▶ _Given problem_: Recast the records below as a numbered list, leaving out blank lines. Start at the line containing "Where in the photo above can the light" and end at the line containing "Where in the photo above can the golden", including both.

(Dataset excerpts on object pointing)

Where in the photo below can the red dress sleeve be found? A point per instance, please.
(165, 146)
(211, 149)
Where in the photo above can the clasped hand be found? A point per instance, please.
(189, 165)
--
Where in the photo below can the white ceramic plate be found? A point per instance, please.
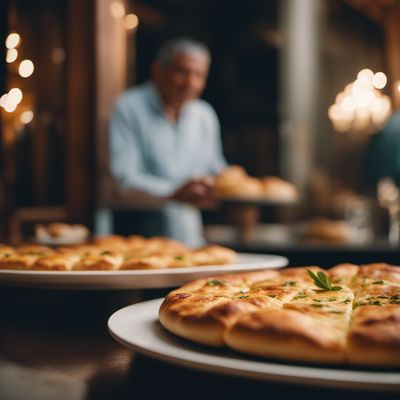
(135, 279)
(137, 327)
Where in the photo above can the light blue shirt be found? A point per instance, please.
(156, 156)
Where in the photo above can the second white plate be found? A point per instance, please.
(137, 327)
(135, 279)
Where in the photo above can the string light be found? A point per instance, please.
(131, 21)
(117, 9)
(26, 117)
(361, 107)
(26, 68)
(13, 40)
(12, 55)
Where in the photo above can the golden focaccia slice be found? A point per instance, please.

▶ _Output for this task_:
1. Where in the photo above can the light blue shirt be found? A point per instance, please.
2. (156, 156)
3. Where in the photo above can the second white plate be found? A point per instance, please.
4. (137, 327)
5. (135, 279)
6. Where in the photo above can the string light be found? A point per instance, please.
7. (131, 21)
8. (117, 9)
9. (26, 117)
10. (361, 107)
11. (26, 68)
12. (13, 40)
13. (12, 55)
14. Where in the photo above can the golden focaccia slice be found? A point per instance, please.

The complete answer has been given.